* The data *
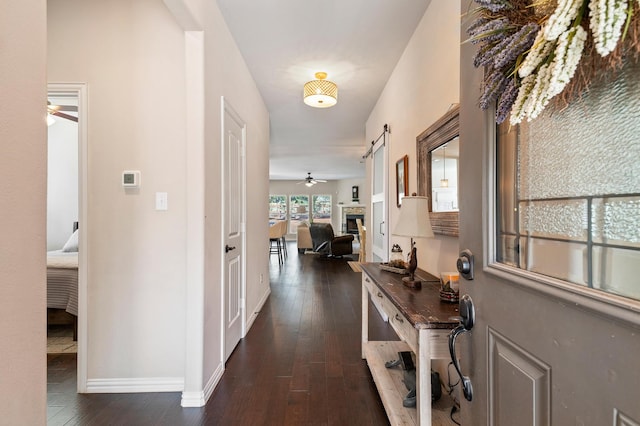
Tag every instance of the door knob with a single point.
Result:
(465, 264)
(468, 314)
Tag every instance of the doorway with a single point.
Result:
(67, 197)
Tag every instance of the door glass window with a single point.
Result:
(568, 186)
(321, 211)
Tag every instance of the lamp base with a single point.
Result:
(411, 283)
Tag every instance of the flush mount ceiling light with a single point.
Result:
(320, 93)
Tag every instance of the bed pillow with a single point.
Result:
(72, 243)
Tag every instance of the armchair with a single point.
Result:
(325, 242)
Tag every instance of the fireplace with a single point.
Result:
(352, 226)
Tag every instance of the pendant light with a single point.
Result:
(320, 93)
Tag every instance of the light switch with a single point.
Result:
(162, 202)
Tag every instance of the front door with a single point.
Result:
(233, 183)
(556, 255)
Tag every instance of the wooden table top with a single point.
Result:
(423, 308)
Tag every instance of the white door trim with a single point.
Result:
(80, 89)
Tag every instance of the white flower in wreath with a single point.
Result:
(606, 20)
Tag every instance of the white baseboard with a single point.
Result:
(129, 385)
(251, 319)
(199, 399)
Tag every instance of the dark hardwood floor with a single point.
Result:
(299, 364)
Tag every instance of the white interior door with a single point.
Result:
(378, 229)
(555, 286)
(233, 129)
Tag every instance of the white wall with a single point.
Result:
(226, 74)
(131, 55)
(23, 164)
(138, 63)
(421, 89)
(62, 181)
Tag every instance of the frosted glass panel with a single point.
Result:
(588, 148)
(617, 271)
(555, 219)
(617, 221)
(568, 187)
(508, 249)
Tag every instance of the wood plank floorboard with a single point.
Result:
(300, 364)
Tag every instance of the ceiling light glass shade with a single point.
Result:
(320, 93)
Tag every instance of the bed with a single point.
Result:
(62, 284)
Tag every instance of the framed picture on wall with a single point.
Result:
(402, 179)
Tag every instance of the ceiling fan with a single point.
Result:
(309, 181)
(57, 110)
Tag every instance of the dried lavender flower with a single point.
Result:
(517, 44)
(519, 109)
(493, 86)
(495, 5)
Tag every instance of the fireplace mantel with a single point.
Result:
(349, 209)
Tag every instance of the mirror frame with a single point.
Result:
(442, 131)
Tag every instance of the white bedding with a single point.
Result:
(62, 281)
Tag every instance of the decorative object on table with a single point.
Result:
(397, 269)
(530, 51)
(402, 179)
(396, 259)
(450, 287)
(414, 223)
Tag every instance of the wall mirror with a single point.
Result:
(438, 153)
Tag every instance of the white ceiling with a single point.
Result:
(285, 42)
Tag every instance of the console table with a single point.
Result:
(423, 324)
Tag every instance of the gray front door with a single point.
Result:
(556, 291)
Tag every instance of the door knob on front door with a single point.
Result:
(468, 318)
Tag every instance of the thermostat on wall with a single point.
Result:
(131, 179)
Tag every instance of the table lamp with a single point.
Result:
(413, 222)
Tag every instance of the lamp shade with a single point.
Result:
(414, 219)
(320, 93)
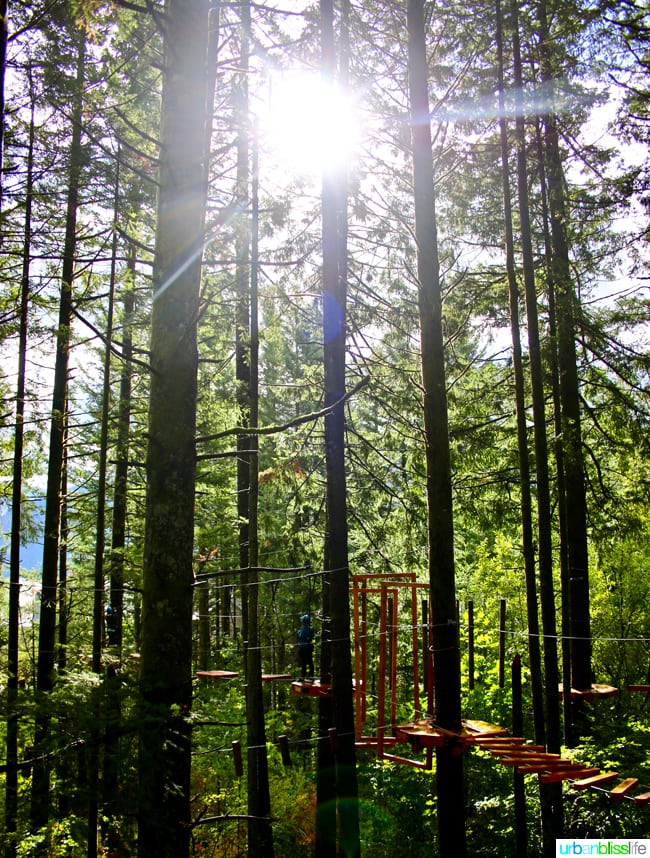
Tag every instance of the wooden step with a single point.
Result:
(619, 792)
(566, 775)
(596, 780)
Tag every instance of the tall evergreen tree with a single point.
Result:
(166, 651)
(445, 636)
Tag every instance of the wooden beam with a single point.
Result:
(597, 780)
(619, 792)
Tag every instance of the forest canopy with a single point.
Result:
(295, 294)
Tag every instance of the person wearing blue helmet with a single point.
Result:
(305, 638)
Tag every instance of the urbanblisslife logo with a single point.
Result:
(602, 846)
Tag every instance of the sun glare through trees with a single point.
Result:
(323, 350)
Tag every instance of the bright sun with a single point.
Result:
(310, 125)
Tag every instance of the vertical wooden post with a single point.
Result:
(521, 834)
(360, 687)
(393, 663)
(414, 650)
(502, 642)
(390, 643)
(381, 691)
(425, 646)
(237, 759)
(364, 655)
(470, 642)
(283, 745)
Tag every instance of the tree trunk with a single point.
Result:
(120, 495)
(4, 33)
(100, 536)
(571, 437)
(550, 794)
(11, 784)
(445, 639)
(166, 652)
(334, 244)
(528, 546)
(40, 805)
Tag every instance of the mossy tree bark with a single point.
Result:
(166, 650)
(446, 650)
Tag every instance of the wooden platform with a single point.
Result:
(424, 734)
(596, 691)
(276, 677)
(313, 688)
(517, 753)
(216, 674)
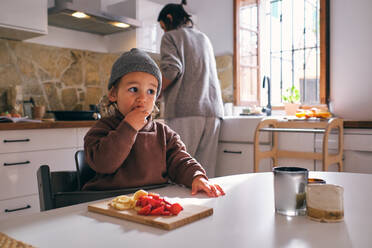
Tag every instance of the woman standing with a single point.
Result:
(192, 93)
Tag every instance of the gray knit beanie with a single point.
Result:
(132, 61)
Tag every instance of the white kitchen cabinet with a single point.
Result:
(235, 147)
(22, 152)
(23, 19)
(237, 158)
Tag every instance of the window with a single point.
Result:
(285, 41)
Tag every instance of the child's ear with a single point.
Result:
(170, 17)
(112, 94)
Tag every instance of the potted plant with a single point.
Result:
(291, 99)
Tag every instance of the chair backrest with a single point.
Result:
(85, 173)
(50, 184)
(60, 189)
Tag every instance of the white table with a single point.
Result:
(245, 217)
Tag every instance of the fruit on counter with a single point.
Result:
(314, 112)
(7, 114)
(146, 204)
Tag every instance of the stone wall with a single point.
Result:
(69, 79)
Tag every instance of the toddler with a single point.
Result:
(128, 148)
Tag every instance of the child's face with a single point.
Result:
(135, 90)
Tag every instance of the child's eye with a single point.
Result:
(151, 91)
(133, 89)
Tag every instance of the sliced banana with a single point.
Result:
(124, 202)
(121, 206)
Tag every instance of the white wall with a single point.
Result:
(214, 18)
(351, 59)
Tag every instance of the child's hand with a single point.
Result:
(201, 184)
(137, 118)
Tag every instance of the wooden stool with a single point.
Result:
(305, 126)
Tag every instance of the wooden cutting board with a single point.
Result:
(189, 214)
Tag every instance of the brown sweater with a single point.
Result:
(123, 157)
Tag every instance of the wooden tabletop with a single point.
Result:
(244, 217)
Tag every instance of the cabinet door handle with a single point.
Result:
(17, 209)
(18, 163)
(235, 152)
(20, 140)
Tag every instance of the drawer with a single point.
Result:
(19, 206)
(241, 130)
(358, 142)
(37, 139)
(80, 136)
(237, 158)
(18, 170)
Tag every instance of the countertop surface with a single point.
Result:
(244, 217)
(45, 124)
(74, 124)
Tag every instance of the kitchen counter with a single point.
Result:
(357, 124)
(45, 124)
(244, 217)
(74, 124)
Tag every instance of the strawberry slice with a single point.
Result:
(157, 211)
(176, 208)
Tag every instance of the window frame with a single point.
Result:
(324, 84)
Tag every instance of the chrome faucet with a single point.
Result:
(267, 109)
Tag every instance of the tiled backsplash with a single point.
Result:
(69, 79)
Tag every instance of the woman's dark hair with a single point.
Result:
(179, 16)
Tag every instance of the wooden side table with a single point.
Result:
(303, 126)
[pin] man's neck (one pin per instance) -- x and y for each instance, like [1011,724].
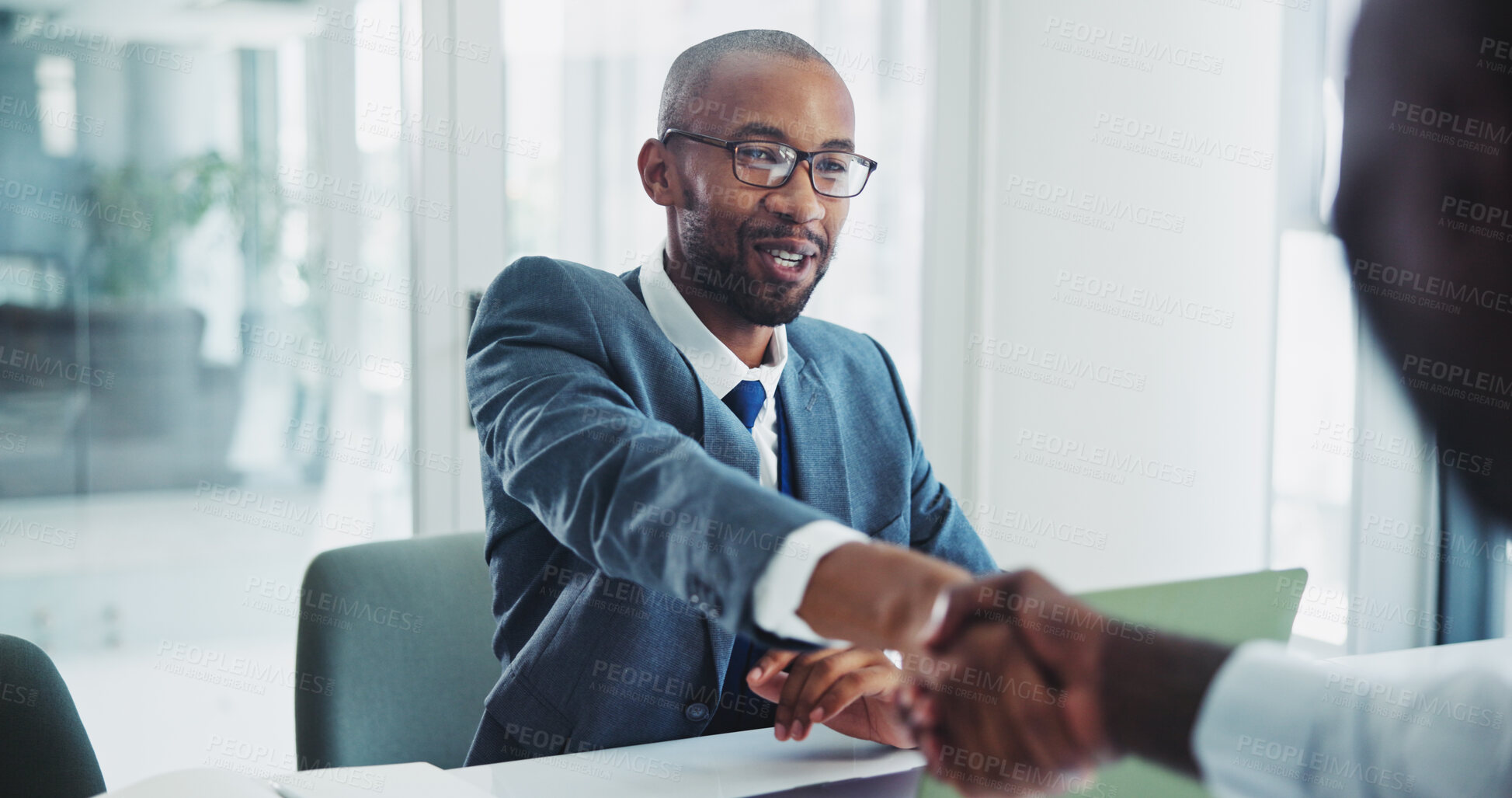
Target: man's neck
[746,340]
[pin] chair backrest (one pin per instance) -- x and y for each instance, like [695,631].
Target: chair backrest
[44,750]
[395,653]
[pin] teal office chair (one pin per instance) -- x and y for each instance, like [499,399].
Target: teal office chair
[395,653]
[44,750]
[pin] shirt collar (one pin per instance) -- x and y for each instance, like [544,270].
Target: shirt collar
[711,359]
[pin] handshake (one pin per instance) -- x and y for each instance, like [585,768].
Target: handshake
[1006,683]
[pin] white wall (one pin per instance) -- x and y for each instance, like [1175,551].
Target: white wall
[1125,226]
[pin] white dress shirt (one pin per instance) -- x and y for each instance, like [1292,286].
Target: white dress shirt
[779,591]
[1280,726]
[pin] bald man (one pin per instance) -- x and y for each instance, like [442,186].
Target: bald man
[707,512]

* What you will do *
The pictures should not be reproduced; quote all of the other material exactly.

* Exercise response *
Tag every instance of the door knob with a single point.
Result:
(465, 264)
(468, 314)
Tag every instance of the doorway with a single point.
Result:
(67, 197)
Tag every instance of the door glass window with a single point.
Result:
(568, 186)
(321, 211)
Tag every instance of the lamp base with a single point.
Result:
(411, 283)
Tag every instance of the flush mount ceiling light with a single point.
Result:
(320, 93)
Tag every instance of the bed pillow with a single point.
Result:
(72, 243)
Tag every instance of the armchair with a single point.
Result:
(325, 242)
Tag every instance of the fireplace with a single point.
Result:
(352, 226)
Tag every instance of the pendant light with a single point.
Result:
(320, 93)
Tag every instance of the light switch with a single point.
Result:
(162, 202)
Tag every instance of the front door with a single point.
Result:
(233, 183)
(556, 255)
Tag every instance of the wooden table top with a single point.
Result:
(423, 308)
Tag every instance of the white door trim with a single point.
Result:
(80, 89)
Tag every instance of the white flower in wreath with a single point.
Result:
(606, 20)
Tag every instance of the white baseboard with a single point.
Result:
(129, 385)
(251, 319)
(199, 399)
Tag every instance of the dark hardwood floor with a single point.
Result:
(299, 364)
Tag every instance of the white interior door with a single point.
Result:
(378, 229)
(555, 286)
(233, 129)
Tag every instance of the white wall with a single point.
Result:
(226, 74)
(131, 55)
(23, 164)
(138, 63)
(421, 89)
(62, 181)
Tag every instance of the frosted glass panel with a single point.
Result:
(588, 148)
(617, 271)
(555, 219)
(617, 221)
(568, 187)
(508, 249)
Tag every instance of the wood plank floorboard with a single point.
Result:
(300, 364)
Tag every instance of the ceiling light glass shade with a single point.
Result:
(320, 93)
Tag every instance of the bed with a single point.
Result:
(62, 284)
Tag every instance of the framed picture on wall with a single point.
Result:
(402, 179)
Tag every instance of the ceiling fan with a single point.
Result:
(309, 181)
(57, 110)
Tag every instance of the dried lavender flower with a single point.
Result:
(517, 44)
(519, 109)
(493, 86)
(495, 5)
Tag every instance of the fireplace mantel with a single point.
Result:
(349, 209)
Tag every instance of the mirror frame with a single point.
Result:
(442, 131)
Tag every instance of the white bedding with a single point.
Result:
(62, 281)
Tag every instance of the decorative object on table with a single point.
Result:
(397, 269)
(530, 51)
(402, 179)
(396, 259)
(450, 287)
(414, 223)
Tag every instance of the wall mirror with a single point.
Result:
(438, 153)
Tag every instance of the white ceiling with a single point.
Result:
(285, 42)
Tag every instance of the console table with a single point.
Result:
(423, 324)
Tag every instance of the gray front door with a single point.
Result:
(556, 291)
Tag every instance of the door knob on front door with a single point.
Result:
(468, 318)
Tag every instance of the thermostat on wall with a single point.
Result:
(131, 179)
Tag every instance of the table lamp with a single point.
Result:
(413, 222)
Tag every instance of the lamp shade with a single point.
Result:
(414, 219)
(320, 93)
Tag every instance of the wooden step with a single point.
Result:
(619, 792)
(566, 775)
(596, 780)
Tag every instance of the tall evergreen tree with a single point.
Result:
(166, 651)
(445, 636)
Tag every instance of the wooden beam with a single point.
Result:
(597, 780)
(619, 792)
Tag every instance of the forest canopy with a single point.
Result:
(295, 294)
Tag every instance of the person wearing blue helmet with a single point.
Result:
(305, 638)
Tag every instance of the urbanblisslife logo with a single point.
Result:
(602, 846)
Tag every instance of the sun glare through trees with a single point.
Result:
(323, 350)
Tag every instance of the bright sun with a single point.
Result:
(310, 125)
Tag every instance of the vertical wooden post with a single point.
Result:
(521, 834)
(360, 687)
(393, 663)
(414, 650)
(502, 642)
(390, 643)
(381, 691)
(425, 646)
(237, 759)
(364, 655)
(470, 642)
(283, 745)
Tag every instance of the tree trunk with a single point.
Result:
(120, 495)
(4, 33)
(100, 536)
(571, 437)
(550, 794)
(11, 784)
(445, 639)
(166, 652)
(334, 244)
(528, 546)
(40, 805)
Tag every instance of the mossy tree bark with a single point.
Result:
(166, 650)
(446, 650)
Tag every instance of the wooden platform with a single point.
Result:
(424, 734)
(596, 691)
(276, 677)
(313, 688)
(517, 753)
(216, 674)
Tag every instance of the woman standing with a single point.
Result:
(192, 93)
Tag every instance of the gray knit beanie with a single point.
Result:
(132, 61)
Tag every instance of the white kitchen cabinet with a single point.
Result:
(235, 147)
(22, 152)
(23, 19)
(237, 158)
Tag every instance of the window with a single point.
Result:
(285, 41)
Tag every instance of the child's ear with a single point.
Result:
(170, 17)
(112, 94)
Tag every instance of the potted plant with a single point.
Result:
(291, 99)
Tag every instance of the chair backrest with a single point.
Result:
(85, 173)
(50, 184)
(60, 189)
Tag every instance of the white table with a single point.
Result:
(245, 217)
Tag every instance of the fruit on counter with a single point.
Result:
(314, 112)
(7, 114)
(146, 204)
Tag every instance of the stone wall with a single point.
Result:
(69, 79)
Tag every instance of the toddler with a single point.
Result:
(128, 148)
Tag every instance of the child's face with a single point.
Result:
(135, 90)
Tag every instance of the child's eye with a single point.
Result:
(151, 91)
(133, 89)
Tag every instance of the sliced banana with a single point.
Result:
(124, 202)
(121, 206)
Tag every instance of the white wall with a single point.
Result:
(214, 18)
(351, 59)
Tag every instance of the child's hand with a single point.
Result:
(201, 184)
(137, 118)
Tag every instance of the wooden stool with a single point.
Result:
(305, 126)
Tag every instance of the wooden cutting board with a single point.
Result:
(189, 214)
Tag every instance of the brown sweater with a single point.
Result:
(123, 157)
Tag every instance of the wooden tabletop with a single point.
Result:
(244, 217)
Tag every instance of the cabinet door handle with a single point.
Result:
(17, 209)
(18, 163)
(235, 152)
(20, 140)
Tag every instance of the drawer with a single point.
Result:
(19, 206)
(241, 130)
(358, 142)
(37, 139)
(80, 136)
(237, 158)
(18, 170)
Tag every instance of the countertop surface with a single point.
Result:
(244, 217)
(45, 124)
(74, 124)
Tag every instance of the kitchen counter with a single point.
Result:
(357, 124)
(45, 124)
(244, 217)
(74, 124)
Tag every instance of the strawberry slice with a single point.
Result:
(157, 211)
(176, 208)
Tag every instance of the window frame with a single point.
Result:
(324, 84)
Tag every instance of the chrome faucet with a single point.
Result:
(267, 109)
Tag every instance of the tiled backsplash with a single point.
Result:
(69, 79)
Tag every instance of the woman's dark hair with a single point.
Result:
(179, 16)
Tag every instance of the wooden side table with a single point.
Result:
(303, 126)
[pin] man's neck (one pin per instance) -- x and y for each instance, like [1011,724].
Target: man's neck
[746,340]
[pin] chair backrest (one pin per instance) -- x and y for each instance, like [695,631].
Target: chair backrest
[44,750]
[395,653]
[pin] teal office chair (one pin per instance) -- x and y for each instance, like [499,399].
Target: teal office chair
[395,653]
[44,750]
[pin] shirt collar (one pin per instance) -- x and y for each instance, like [544,270].
Target: shirt collar
[711,359]
[pin] handshake (one pin per instance) -- x and y for each instance, like [585,768].
Target: handshake
[1006,683]
[pin] white wall (one pin per instance) -- x and y for each instance, like [1175,551].
Target: white wall
[1125,226]
[pin] white dress shirt (one pin per instance) -- x and y for each instance, like [1292,286].
Target: white dress shirt
[779,591]
[1280,726]
[pin] bald man (one pin per instance) -- x and y for each instance, like [442,186].
Target: bald man
[707,512]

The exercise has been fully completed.